Dataset excerpts on object pointing:
──────────────────────────────
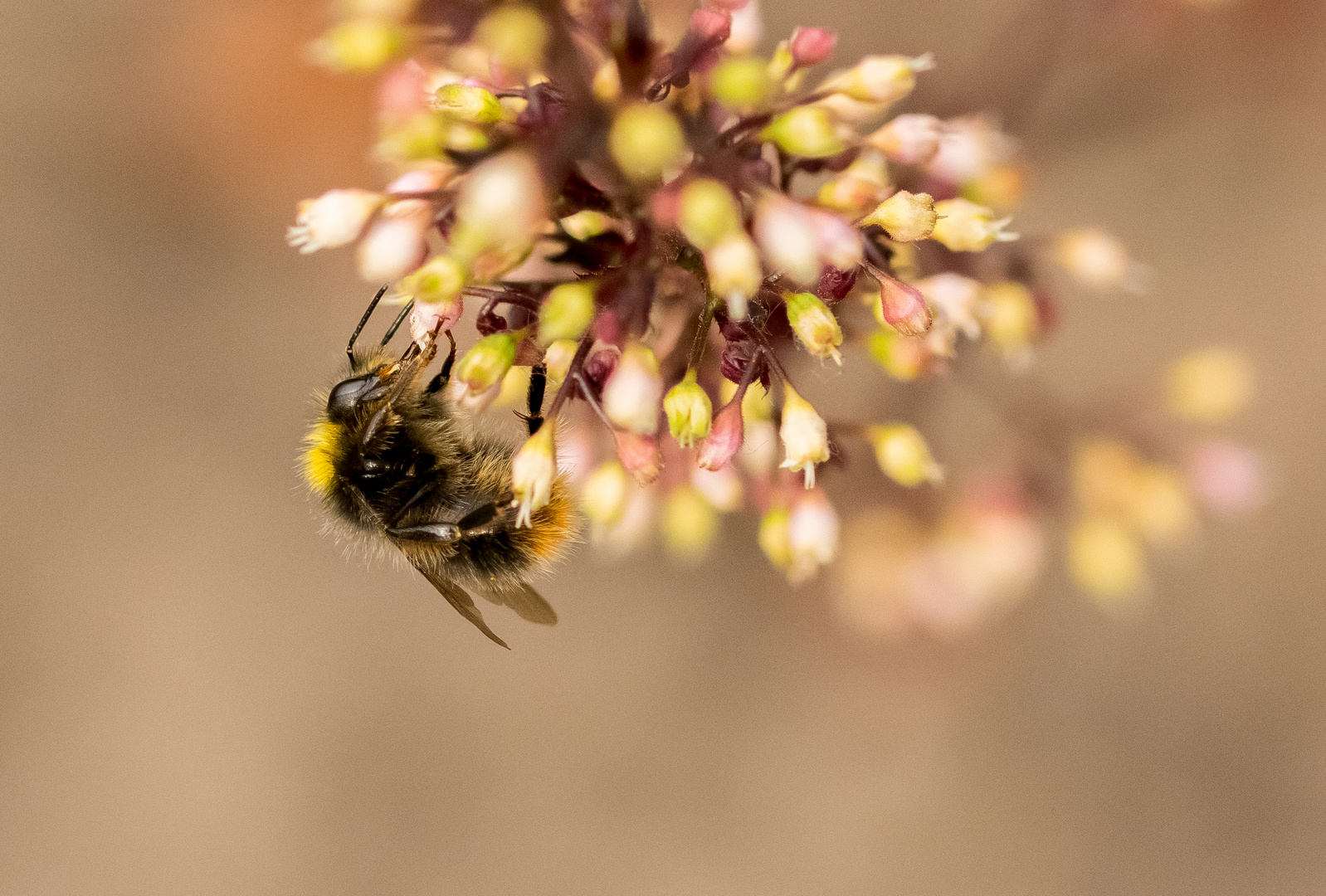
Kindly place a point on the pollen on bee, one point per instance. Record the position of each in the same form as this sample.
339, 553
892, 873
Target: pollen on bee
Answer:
324, 448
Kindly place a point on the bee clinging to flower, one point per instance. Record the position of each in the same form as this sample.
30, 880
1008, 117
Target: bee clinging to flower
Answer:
396, 465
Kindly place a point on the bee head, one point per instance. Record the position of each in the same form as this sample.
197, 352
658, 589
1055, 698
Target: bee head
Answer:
350, 395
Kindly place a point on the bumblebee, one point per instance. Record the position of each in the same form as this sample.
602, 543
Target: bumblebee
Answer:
396, 467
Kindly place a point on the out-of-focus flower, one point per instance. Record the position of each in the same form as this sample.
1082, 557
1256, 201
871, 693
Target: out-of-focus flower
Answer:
1012, 323
567, 312
902, 306
909, 139
787, 237
1161, 509
720, 487
487, 362
438, 281
334, 219
735, 272
1093, 257
605, 494
807, 131
811, 46
776, 536
724, 438
814, 325
904, 358
633, 392
532, 474
1228, 479
516, 36
906, 217
500, 210
689, 410
707, 212
740, 82
812, 536
963, 226
640, 455
904, 455
646, 139
880, 79
358, 46
689, 523
1210, 385
396, 241
805, 438
1106, 560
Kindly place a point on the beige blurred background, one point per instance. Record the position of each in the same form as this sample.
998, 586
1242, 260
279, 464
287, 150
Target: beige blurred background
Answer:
197, 694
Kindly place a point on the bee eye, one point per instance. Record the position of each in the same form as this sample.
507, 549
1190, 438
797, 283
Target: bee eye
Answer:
348, 394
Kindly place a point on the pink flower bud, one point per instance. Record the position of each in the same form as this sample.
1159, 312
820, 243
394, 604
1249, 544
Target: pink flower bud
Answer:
910, 139
837, 241
812, 46
396, 243
787, 236
333, 219
724, 438
1228, 479
709, 26
631, 397
640, 455
902, 305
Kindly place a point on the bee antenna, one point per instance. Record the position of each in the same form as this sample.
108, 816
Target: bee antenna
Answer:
349, 348
396, 325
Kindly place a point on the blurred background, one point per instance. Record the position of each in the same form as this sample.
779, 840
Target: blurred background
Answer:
199, 694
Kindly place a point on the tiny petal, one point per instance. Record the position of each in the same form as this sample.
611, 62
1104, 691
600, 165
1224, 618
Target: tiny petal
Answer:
689, 411
906, 217
396, 243
532, 474
805, 438
334, 219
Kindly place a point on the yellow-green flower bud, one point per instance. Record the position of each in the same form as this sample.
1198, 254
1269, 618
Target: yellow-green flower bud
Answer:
516, 37
776, 537
689, 523
814, 325
707, 212
358, 46
474, 105
805, 438
880, 79
532, 474
487, 362
740, 82
567, 312
904, 455
646, 139
807, 131
690, 412
441, 280
906, 217
966, 226
1210, 385
605, 494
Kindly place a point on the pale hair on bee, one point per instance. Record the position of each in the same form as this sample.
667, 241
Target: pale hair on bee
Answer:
397, 468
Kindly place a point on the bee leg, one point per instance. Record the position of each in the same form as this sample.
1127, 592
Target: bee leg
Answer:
431, 532
443, 377
537, 383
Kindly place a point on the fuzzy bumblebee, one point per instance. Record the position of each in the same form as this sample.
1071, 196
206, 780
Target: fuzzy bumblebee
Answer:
394, 464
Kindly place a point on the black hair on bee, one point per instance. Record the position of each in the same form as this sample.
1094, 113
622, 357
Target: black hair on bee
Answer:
392, 463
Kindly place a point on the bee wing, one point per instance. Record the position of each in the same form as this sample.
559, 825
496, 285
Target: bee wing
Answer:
461, 599
525, 601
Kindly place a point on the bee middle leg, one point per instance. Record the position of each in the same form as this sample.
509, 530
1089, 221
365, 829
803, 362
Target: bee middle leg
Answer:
443, 377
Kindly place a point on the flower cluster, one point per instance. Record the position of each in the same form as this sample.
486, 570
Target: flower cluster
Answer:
665, 226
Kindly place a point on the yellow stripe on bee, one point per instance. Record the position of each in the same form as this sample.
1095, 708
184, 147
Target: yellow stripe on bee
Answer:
324, 448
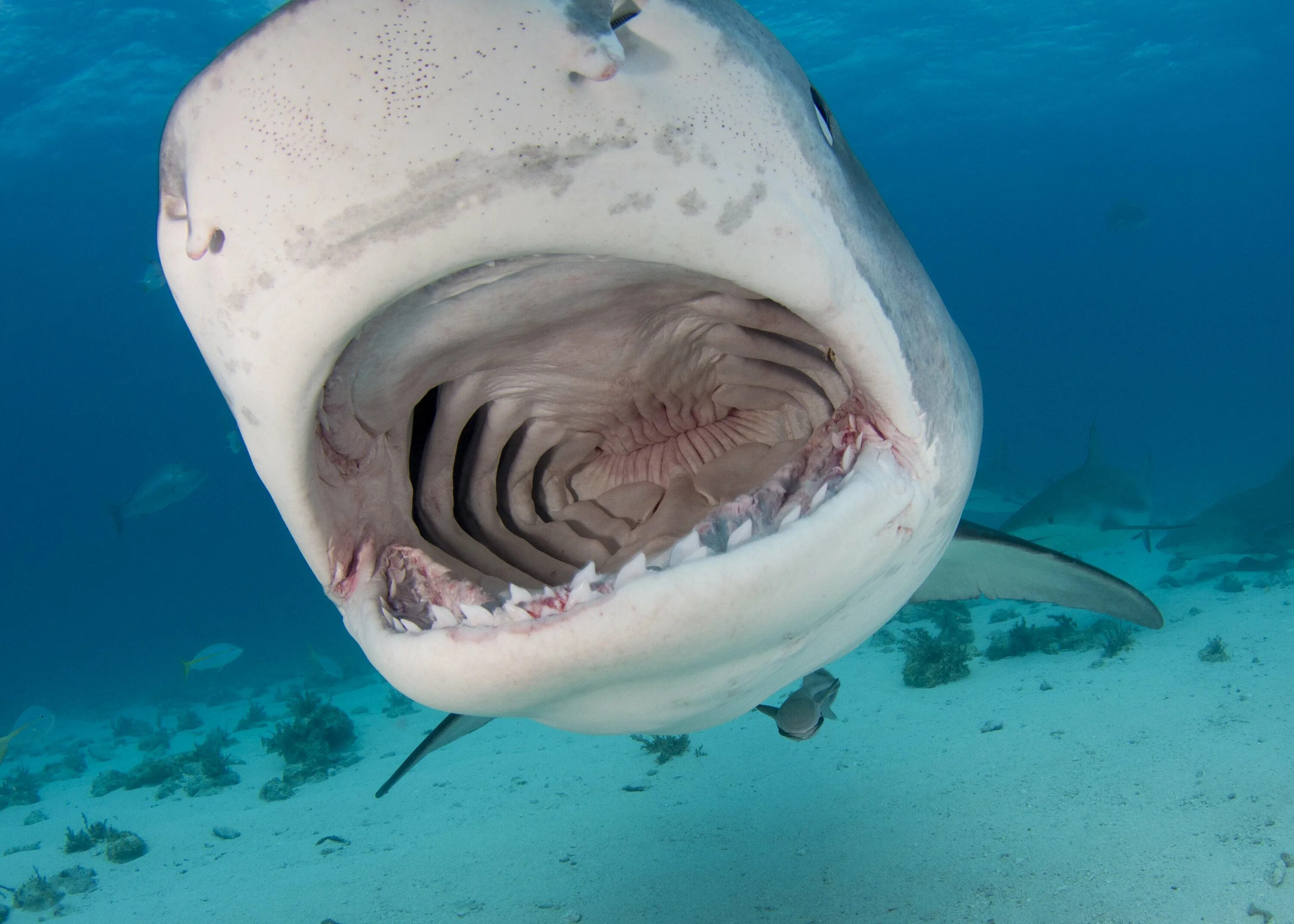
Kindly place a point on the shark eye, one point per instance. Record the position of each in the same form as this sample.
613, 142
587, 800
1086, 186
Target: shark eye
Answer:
820, 109
624, 13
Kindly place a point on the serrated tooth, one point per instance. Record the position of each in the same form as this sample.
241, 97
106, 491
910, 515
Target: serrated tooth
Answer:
515, 614
684, 548
581, 593
741, 535
698, 554
517, 595
477, 615
633, 569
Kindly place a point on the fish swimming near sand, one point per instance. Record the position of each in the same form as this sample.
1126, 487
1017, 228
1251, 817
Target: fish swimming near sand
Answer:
804, 711
620, 410
7, 739
169, 485
211, 658
1095, 507
153, 277
1252, 522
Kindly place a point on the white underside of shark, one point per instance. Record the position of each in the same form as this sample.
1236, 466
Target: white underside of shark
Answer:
585, 365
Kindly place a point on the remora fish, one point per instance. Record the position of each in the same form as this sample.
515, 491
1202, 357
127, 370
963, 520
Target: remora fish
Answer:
804, 711
594, 381
169, 485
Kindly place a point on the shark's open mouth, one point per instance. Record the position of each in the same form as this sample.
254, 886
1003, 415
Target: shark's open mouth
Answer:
530, 435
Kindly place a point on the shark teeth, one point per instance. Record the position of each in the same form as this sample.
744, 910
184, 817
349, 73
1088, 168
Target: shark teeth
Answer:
634, 567
684, 548
829, 463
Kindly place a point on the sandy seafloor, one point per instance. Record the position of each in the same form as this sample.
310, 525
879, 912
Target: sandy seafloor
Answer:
──────────────────────────────
● **Goal of the exercise**:
Begin with the line that contains "Kindly place a point on the serrated" and set down each line exactly until the records above end, including the final line.

● **Written answer**:
Kindly place a point on the serrated tooth, one point per instance. Record the position of each in the same form as this sample.
241, 97
106, 491
910, 515
Target: serrated tooth
Answer:
515, 614
684, 548
581, 593
741, 535
698, 554
517, 595
477, 615
633, 569
Kindly place a point on the fish swimming near sand, one point per instance. Record the position of each in the same form as this sample.
1126, 487
1017, 228
1251, 817
Target: fish swimming near sand
Answer:
804, 711
620, 410
7, 739
169, 485
211, 658
1095, 507
153, 277
1252, 522
Kindly place a point on the white underside of shark, one point per instance. Record the position of each in the same form as this sample.
1236, 466
Target: white underside of shark
Answer:
585, 365
Kindly place a point on the remora fish, one point per instance. Record the position of each in the same form as this sample.
515, 491
1202, 357
127, 370
963, 520
Target: remora fish
Answer:
804, 711
594, 381
169, 485
Kindly place a point on the shark's open mouth, one point per instance. Record the position of each in the same form as this sample.
254, 886
1003, 415
Target: shark's open mouth
Answer:
530, 435
Kindly place a point on the shark teeth, one point per instance. Record the position of each in the same form as this sample.
744, 910
184, 817
349, 73
1088, 168
Target: shark teeth
Answer:
634, 567
684, 548
829, 463
Kindly place a point on the sandy seafloor, one point per instance. Record the position of each in the same form as this sample.
310, 525
879, 912
Target: sandy seafloor
Answer:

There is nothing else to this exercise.